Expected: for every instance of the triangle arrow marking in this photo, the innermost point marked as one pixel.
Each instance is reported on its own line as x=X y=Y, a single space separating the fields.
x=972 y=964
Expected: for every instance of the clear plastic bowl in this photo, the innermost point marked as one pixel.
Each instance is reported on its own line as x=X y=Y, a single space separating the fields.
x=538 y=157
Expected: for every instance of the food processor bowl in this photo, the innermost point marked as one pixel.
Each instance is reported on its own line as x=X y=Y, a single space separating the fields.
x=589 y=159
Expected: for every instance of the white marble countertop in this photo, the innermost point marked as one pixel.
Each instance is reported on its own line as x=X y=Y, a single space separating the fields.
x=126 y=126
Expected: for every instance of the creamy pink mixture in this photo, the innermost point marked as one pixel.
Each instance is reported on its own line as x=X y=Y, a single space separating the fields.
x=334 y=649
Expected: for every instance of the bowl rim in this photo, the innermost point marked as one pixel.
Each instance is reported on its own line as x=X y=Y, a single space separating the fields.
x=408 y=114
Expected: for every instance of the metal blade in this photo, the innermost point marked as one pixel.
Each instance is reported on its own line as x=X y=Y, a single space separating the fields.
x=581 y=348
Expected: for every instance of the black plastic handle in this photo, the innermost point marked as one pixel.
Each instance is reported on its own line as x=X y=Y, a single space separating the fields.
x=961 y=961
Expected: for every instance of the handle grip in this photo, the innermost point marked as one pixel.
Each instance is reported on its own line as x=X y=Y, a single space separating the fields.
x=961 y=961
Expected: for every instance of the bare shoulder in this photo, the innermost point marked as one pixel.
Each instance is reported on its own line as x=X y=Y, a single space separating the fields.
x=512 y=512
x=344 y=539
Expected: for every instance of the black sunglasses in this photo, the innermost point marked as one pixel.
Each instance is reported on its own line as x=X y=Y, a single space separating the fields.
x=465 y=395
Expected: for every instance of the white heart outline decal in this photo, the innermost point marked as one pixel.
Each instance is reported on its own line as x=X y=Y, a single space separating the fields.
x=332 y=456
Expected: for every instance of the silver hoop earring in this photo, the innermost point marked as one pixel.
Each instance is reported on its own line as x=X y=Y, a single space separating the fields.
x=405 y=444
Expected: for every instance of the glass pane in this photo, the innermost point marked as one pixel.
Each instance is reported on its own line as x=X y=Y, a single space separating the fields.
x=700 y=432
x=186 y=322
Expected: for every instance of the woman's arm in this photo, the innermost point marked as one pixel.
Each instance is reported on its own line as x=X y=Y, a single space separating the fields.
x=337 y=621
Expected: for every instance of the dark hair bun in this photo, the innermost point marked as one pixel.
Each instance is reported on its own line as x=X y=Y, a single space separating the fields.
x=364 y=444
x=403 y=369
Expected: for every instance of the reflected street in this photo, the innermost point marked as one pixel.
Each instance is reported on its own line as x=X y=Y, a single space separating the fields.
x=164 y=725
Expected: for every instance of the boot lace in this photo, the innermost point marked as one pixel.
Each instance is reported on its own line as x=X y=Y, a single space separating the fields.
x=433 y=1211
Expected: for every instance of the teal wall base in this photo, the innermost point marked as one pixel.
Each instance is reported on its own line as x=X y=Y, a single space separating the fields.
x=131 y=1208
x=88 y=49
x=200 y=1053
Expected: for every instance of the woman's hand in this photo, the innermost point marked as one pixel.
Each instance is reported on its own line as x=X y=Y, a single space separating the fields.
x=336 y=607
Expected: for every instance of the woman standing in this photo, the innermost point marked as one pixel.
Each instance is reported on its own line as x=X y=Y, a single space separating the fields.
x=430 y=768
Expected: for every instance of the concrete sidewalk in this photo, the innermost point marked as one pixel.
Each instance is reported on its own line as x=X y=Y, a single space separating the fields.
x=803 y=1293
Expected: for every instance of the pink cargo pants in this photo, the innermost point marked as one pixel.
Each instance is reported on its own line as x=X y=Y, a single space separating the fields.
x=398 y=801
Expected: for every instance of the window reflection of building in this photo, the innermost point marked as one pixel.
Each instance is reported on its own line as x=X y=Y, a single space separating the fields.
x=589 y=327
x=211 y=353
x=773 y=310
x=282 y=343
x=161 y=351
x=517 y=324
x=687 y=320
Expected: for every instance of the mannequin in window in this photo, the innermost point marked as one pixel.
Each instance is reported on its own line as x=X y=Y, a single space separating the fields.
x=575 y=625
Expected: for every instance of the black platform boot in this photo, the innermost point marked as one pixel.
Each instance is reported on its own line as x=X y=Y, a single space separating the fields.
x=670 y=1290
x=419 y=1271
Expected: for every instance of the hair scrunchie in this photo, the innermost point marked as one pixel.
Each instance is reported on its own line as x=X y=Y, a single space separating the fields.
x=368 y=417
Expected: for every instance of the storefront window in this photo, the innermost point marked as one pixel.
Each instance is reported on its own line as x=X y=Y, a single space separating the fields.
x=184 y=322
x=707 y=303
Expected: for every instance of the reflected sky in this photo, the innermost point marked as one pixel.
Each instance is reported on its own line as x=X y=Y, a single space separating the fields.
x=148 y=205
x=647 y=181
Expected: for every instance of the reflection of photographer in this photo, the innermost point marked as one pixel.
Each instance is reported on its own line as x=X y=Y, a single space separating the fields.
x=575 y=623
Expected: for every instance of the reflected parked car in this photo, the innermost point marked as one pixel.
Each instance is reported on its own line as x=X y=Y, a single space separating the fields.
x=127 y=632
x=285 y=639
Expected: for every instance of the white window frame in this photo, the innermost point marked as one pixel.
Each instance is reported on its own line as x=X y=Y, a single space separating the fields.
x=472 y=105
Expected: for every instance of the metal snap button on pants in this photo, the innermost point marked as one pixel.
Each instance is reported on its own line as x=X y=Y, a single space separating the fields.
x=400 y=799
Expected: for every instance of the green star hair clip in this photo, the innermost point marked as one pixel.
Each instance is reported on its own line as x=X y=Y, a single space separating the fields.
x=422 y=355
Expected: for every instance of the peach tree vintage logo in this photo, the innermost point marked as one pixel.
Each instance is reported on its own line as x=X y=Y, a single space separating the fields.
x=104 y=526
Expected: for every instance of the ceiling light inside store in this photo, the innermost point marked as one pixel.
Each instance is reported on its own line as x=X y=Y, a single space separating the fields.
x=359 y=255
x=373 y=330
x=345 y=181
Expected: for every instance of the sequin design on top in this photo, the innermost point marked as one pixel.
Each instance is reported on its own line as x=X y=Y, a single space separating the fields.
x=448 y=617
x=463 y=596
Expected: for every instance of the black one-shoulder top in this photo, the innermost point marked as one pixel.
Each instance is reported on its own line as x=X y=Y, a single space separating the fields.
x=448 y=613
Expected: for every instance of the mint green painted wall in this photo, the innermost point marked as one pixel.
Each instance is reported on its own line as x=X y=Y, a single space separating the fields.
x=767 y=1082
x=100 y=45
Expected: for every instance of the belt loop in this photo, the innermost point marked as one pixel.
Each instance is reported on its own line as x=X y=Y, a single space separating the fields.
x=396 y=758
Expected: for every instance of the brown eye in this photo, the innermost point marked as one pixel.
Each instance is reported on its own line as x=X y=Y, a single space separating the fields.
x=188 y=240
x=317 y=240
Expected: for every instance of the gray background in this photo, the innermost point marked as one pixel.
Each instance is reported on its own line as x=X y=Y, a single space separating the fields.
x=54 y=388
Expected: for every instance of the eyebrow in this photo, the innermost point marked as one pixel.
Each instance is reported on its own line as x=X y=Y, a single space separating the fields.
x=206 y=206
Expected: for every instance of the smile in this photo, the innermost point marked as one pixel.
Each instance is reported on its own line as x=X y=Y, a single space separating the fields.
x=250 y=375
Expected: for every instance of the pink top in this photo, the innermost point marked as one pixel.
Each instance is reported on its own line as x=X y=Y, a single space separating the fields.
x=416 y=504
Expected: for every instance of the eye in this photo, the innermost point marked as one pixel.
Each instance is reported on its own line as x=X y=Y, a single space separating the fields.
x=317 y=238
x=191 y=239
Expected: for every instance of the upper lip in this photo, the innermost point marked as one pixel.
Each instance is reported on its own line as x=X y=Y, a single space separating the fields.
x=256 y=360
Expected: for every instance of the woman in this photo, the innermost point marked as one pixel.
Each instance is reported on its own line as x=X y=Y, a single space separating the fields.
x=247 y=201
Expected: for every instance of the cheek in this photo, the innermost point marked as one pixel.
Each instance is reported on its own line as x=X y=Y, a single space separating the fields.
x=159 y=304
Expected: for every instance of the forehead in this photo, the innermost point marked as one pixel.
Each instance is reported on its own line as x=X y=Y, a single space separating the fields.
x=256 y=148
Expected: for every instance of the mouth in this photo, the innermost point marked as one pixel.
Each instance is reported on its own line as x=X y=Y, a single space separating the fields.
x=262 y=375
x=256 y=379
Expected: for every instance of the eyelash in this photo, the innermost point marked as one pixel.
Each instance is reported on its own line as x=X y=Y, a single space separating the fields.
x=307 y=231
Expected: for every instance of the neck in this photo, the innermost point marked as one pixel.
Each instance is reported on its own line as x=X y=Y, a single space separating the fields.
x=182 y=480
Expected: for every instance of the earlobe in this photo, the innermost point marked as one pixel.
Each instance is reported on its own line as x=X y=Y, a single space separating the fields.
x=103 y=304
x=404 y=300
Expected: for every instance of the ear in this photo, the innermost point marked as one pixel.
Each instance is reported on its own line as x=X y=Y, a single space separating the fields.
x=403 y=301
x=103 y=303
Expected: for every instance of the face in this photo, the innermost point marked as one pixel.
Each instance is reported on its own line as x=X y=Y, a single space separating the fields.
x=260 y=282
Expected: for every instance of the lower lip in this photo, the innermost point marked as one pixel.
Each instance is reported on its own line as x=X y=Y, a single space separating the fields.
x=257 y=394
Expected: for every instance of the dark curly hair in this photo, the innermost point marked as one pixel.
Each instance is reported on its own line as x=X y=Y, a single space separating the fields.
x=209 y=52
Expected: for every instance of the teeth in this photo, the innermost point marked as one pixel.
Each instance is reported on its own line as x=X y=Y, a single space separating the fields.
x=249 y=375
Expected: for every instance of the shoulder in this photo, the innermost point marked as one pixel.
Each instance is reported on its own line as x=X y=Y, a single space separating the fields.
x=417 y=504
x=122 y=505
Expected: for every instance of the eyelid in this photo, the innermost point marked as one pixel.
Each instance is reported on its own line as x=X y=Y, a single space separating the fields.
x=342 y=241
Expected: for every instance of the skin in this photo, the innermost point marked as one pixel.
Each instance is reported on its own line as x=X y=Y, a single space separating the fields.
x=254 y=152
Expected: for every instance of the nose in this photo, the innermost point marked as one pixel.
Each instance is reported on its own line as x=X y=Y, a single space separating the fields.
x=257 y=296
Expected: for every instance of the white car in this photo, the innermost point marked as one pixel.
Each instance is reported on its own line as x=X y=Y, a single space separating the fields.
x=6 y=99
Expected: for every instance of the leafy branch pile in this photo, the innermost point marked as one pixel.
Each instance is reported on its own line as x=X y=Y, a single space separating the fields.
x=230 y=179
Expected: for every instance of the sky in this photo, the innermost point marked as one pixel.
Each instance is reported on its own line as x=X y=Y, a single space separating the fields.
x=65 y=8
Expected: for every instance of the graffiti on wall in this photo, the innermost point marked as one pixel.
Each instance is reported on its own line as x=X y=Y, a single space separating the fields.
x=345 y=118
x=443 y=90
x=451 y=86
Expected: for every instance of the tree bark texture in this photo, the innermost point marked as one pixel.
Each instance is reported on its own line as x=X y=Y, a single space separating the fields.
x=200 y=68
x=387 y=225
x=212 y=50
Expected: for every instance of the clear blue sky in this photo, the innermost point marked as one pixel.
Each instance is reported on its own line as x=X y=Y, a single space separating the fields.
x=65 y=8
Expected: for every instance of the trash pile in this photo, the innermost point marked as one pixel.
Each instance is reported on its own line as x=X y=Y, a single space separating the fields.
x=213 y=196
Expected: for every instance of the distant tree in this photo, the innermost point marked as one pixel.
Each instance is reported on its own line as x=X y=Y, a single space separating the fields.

* _SHORT TASK_: Starting at the line that contains "Expected: for every instance of the eyebrow" and ending after the line that contains "x=416 y=504", write those lines of the entries out again with "smile" switched to "grin" and everything else unchanged.

* _FULL RESPONSE_:
Expected: for every instance of the eyebrow in this photo, the innermost point marked as one pixel.
Each instance is reported on its own line as x=X y=Y, a single space separating the fields.
x=206 y=206
Expected: for every instance of the grin in this photo, the innermost point marked as one pixel.
Each instance is reported on its own line as x=X y=Y, a single space separating the fields.
x=250 y=375
Expected: for every instance of the pink top in this photo, the innermost point marked as one pixel.
Each instance is reported on its own line as x=X y=Y, a single space separating the fields.
x=416 y=504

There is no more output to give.